Aim of the exercise
Repeat every one of the items below word for word, line by line, without changing anything.

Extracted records

-------------------------

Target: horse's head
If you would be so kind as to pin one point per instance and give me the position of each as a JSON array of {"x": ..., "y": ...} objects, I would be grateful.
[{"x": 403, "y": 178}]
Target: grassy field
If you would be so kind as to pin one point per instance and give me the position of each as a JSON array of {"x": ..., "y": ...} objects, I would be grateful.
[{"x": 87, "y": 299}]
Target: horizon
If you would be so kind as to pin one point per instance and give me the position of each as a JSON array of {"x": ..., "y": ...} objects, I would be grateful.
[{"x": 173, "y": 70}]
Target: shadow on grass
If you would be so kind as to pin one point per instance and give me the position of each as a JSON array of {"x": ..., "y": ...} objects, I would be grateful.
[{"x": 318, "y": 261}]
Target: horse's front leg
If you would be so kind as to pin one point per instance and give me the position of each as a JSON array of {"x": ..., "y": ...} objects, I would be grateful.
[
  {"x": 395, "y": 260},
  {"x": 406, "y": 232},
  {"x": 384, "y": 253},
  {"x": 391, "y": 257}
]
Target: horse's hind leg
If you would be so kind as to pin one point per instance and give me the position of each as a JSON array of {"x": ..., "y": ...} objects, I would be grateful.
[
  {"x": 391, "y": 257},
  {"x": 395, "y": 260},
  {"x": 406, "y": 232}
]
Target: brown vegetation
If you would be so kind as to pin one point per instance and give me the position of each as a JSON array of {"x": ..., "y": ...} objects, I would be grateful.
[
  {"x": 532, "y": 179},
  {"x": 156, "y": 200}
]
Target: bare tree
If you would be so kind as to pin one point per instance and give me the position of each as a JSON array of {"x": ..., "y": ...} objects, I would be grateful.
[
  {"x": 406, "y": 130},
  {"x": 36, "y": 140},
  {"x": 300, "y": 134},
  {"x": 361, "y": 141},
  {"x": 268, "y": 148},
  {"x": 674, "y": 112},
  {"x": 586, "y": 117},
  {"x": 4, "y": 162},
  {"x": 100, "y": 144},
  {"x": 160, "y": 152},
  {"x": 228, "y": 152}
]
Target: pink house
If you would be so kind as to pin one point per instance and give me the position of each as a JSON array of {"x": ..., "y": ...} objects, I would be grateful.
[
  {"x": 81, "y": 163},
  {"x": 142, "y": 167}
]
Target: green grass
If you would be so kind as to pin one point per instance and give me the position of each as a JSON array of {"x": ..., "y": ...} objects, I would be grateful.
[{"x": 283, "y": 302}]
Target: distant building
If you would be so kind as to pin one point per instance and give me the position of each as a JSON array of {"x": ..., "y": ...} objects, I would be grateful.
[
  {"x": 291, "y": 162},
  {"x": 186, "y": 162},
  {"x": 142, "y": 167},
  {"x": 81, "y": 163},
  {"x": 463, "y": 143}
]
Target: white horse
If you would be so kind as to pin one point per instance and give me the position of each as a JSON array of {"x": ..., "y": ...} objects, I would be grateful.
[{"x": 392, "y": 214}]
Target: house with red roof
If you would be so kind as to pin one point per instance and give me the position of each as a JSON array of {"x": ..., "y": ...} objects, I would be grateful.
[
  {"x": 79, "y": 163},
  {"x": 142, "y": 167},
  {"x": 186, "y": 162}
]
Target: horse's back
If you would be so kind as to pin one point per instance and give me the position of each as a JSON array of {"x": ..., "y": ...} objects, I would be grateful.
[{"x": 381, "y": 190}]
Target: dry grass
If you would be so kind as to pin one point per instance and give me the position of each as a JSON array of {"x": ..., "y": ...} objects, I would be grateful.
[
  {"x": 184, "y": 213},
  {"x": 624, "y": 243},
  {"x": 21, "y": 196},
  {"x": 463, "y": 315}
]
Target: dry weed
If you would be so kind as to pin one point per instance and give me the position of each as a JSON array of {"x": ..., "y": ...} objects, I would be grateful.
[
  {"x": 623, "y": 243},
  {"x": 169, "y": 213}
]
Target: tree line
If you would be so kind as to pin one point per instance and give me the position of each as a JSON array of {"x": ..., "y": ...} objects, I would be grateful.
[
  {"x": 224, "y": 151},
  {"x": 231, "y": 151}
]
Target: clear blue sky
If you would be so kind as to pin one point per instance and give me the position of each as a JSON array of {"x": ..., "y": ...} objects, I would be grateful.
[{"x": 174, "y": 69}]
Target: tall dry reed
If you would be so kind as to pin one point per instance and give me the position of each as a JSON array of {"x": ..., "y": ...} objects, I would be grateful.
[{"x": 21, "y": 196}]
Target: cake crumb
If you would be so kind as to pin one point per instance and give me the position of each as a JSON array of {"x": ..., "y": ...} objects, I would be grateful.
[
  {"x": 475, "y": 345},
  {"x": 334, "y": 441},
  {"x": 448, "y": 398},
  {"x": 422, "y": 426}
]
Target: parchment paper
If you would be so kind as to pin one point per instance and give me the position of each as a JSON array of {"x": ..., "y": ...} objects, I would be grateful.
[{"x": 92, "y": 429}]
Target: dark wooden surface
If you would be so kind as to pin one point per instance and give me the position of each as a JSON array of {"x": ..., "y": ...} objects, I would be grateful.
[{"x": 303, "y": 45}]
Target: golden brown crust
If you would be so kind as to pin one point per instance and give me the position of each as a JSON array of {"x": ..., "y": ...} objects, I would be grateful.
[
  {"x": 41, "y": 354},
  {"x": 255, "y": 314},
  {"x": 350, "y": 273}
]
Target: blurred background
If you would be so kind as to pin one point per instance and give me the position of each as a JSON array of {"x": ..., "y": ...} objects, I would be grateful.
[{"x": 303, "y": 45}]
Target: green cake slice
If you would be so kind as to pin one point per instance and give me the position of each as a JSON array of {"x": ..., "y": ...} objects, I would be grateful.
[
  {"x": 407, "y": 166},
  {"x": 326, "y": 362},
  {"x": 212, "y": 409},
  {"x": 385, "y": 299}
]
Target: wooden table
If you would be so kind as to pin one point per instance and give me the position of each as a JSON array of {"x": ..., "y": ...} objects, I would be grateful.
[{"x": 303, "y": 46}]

-------------------------

Worked solution
Target: horse's head
If you would be so kind as to pin one point per instance and give me the position of each as a JSON array of {"x": ..., "y": ...} objects, I would be grateful.
[{"x": 403, "y": 178}]
Target: grassy field
If you would be so kind as to pin one point per instance and give me the position of each as a JSON array of {"x": ..., "y": ...} objects, I would be grateful.
[{"x": 87, "y": 299}]
Target: horizon
If you would be so kind as to pin one point per instance and give me the position of each as a JSON array of {"x": ..., "y": ...} objects, I would be grateful.
[{"x": 173, "y": 70}]
Target: shadow on grass
If you would be so kind as to pin one point per instance and give me the position of each as a JSON array of {"x": ..., "y": ...} objects, I would be grateful.
[{"x": 318, "y": 261}]
Target: horse's front leg
If you would be so kind as to pin one point per instance and give me the position of each as a JSON array of {"x": ..., "y": ...} objects, I would be grateful.
[
  {"x": 395, "y": 260},
  {"x": 406, "y": 232},
  {"x": 384, "y": 253},
  {"x": 391, "y": 257}
]
Target: horse's hind leg
If you would be so kind as to pin one point per instance and give me the position of each as a JSON array of {"x": ..., "y": ...} objects, I would be grateful.
[
  {"x": 391, "y": 257},
  {"x": 395, "y": 260},
  {"x": 406, "y": 232}
]
Target: brown vegetation
If you would be so kind as to pin one point per instance and give me the position of each as a JSON array of {"x": ..., "y": ...} objects, I would be grateful.
[
  {"x": 532, "y": 179},
  {"x": 156, "y": 200}
]
Target: bare tree
If you would be so kind as to pin one point per instance and give me the position of each as a JSON array of {"x": ..., "y": ...} objects, I would be grateful.
[
  {"x": 406, "y": 130},
  {"x": 36, "y": 140},
  {"x": 300, "y": 134},
  {"x": 361, "y": 141},
  {"x": 268, "y": 148},
  {"x": 674, "y": 112},
  {"x": 586, "y": 117},
  {"x": 4, "y": 162},
  {"x": 100, "y": 144},
  {"x": 160, "y": 152},
  {"x": 228, "y": 152}
]
Target: pink house
If you would be so kind as to pin one point per instance and give me the position of each as a JSON array of {"x": ..., "y": ...} objects, I would be grateful.
[
  {"x": 81, "y": 163},
  {"x": 142, "y": 167}
]
Target: green grass
If you would be so kind as to pin one point per instance and give me the position of each as a JSON array of {"x": ..., "y": ...} objects, I would be grateful.
[{"x": 283, "y": 302}]
Target: distant building
If you would be so kind as to pin one point per instance and give me the position of each as a JSON array of {"x": ..., "y": ...} objects, I would be grateful.
[
  {"x": 291, "y": 162},
  {"x": 186, "y": 162},
  {"x": 142, "y": 167},
  {"x": 81, "y": 163},
  {"x": 463, "y": 143}
]
Target: white horse
If you would be so kind as to pin one point per instance and give me the position of each as a JSON array of {"x": ..., "y": ...} objects, I would be grateful.
[{"x": 392, "y": 214}]
Target: house with red roof
If you would be so kind as to pin one point per instance and give me the position of each as a JSON array of {"x": ..., "y": ...} objects, I would be grateful.
[
  {"x": 79, "y": 163},
  {"x": 142, "y": 167},
  {"x": 186, "y": 162}
]
Target: horse's back
If you would be so kind as to pin one point per instance and give me the position of each as a JSON array of {"x": ..., "y": ...} objects, I would be grateful.
[{"x": 381, "y": 190}]
Target: dry grass
If you would be so kind as to pin one point per instance and give me the position of each as a JSON array of {"x": ..., "y": ...} objects, I would be grateful.
[
  {"x": 184, "y": 213},
  {"x": 624, "y": 243},
  {"x": 21, "y": 196},
  {"x": 463, "y": 315}
]
Target: dry weed
If you would be so kind as to pin one point per instance and give me the position of each as a JSON array of {"x": ..., "y": ...} objects, I would be grateful.
[
  {"x": 623, "y": 243},
  {"x": 169, "y": 213}
]
Target: tree line
If you would be so kind as to pin one point per instance and give me the position of each as a JSON array of {"x": ..., "y": ...} objects, I would be grateful.
[
  {"x": 224, "y": 151},
  {"x": 231, "y": 151}
]
Target: clear blue sky
If you would be so kind as to pin one point per instance and give me the position of each as a JSON array of {"x": ..., "y": ...} objects, I would be grateful.
[{"x": 174, "y": 69}]
Target: tall dry reed
If you would be so kind as to pin one point per instance and give me the position of each as a JSON array of {"x": ..., "y": ...} objects, I would be grateful.
[{"x": 21, "y": 196}]
Target: cake crumb
If you would be so kind as to pin one point per instance and give me the position of each as a JSON array of {"x": ..., "y": ...} objects, I would be grateful.
[
  {"x": 475, "y": 345},
  {"x": 334, "y": 441},
  {"x": 448, "y": 398},
  {"x": 422, "y": 426}
]
Target: parchment paper
If you would be so kind as to pin one point per instance and give me the position of each as a JSON array of {"x": ..., "y": ...} objects, I would be grateful.
[{"x": 92, "y": 429}]
Target: dark wooden surface
If you would be so kind as to pin one point per instance and give me the position of each as a JSON array of {"x": ..., "y": ...} objects, I would be grateful.
[{"x": 303, "y": 45}]
Target: golden brown crust
If you would be so kind as to pin one point per instance and give me the position of each as a JSON array of {"x": ..., "y": ...} objects, I would be grateful.
[
  {"x": 41, "y": 354},
  {"x": 255, "y": 314},
  {"x": 350, "y": 273}
]
Target: blurred background
If you would be so kind as to pin one point per instance and give me the position of each as a JSON array of {"x": ..., "y": ...} objects, I would be grateful.
[{"x": 303, "y": 45}]
Target: green cake slice
If you would be so kind as to pin one point per instance and give me the position of each as a JSON array of {"x": ..., "y": ...} objects, I would be grateful.
[
  {"x": 407, "y": 166},
  {"x": 326, "y": 362},
  {"x": 212, "y": 409},
  {"x": 385, "y": 299}
]
Target: wooden table
If you would be so kind as to pin one point per instance and give me the position of each as a JSON array of {"x": ..., "y": ...} objects, I would be grateful.
[{"x": 303, "y": 46}]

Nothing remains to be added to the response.